Encontro com a morte no motel

Joelson: solidão, calma e cilada pela web

Convidado para passar o Natal do ano passado em casa, Joelson não foi. Faltou também à comemoração do Dia das Mães, festejado como todos os anos na casa em que foi criado, na travessa Afuá, no conjunto Medici II, em Belém. O comportamento estranho iniciado com um relacionamento através da internet chamou a atenção de toda a família, mas a preocupação maior veio depois que avisou a poucos primos que se mudaria para Macapá para encontrar com a mulher que conversava durante todas as noites pelo computador, há aproximadamente um ano.
O tio, Marihugo Siqueira, com o qual Joelson morou por um ano, desconfiou. Mesmo sem saber do próprio sobrinho que ele se mudaria, o chamou para conversar. “Joelson, soube que tu estás indo embora para Macapá. Não faz isso”, disse o tio, indo direto ao assunto. “Talvez lá esteja a minha sorte”, recebeu como resposta. “Se for por isso, arranja um ponto aqui que eu monto uma lanchonete para ti”. A proposta não convenceu.

◆ **Tarefa**
Resuma o trecho de documento em duas frases. A listagem é um material independente do trecho de documento acima.

◆ **Dados do exercício**
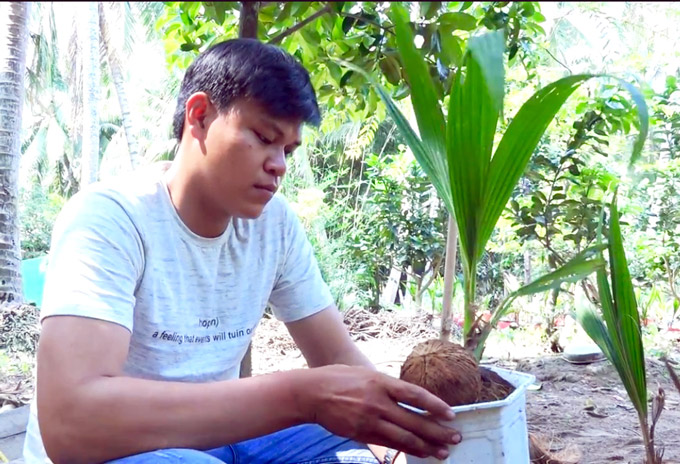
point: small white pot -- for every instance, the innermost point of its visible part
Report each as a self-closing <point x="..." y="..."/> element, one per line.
<point x="494" y="432"/>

◆ **Resposta escrita**
Joelson, que havia cerca de um ano conversava todas as noites pelo computador com uma mulher, passou a faltar a encontros da família, como o Natal e o Dia das Mães, e avisou a alguns primos que se mudaria para Macapá para encontrá-la. O tio Marihugo Siqueira, com quem Joelson morou por um ano, pediu que ele não fosse e ofereceu montar uma lanchonete para ele se arranjasse um ponto ali, mas a proposta não o convenceu.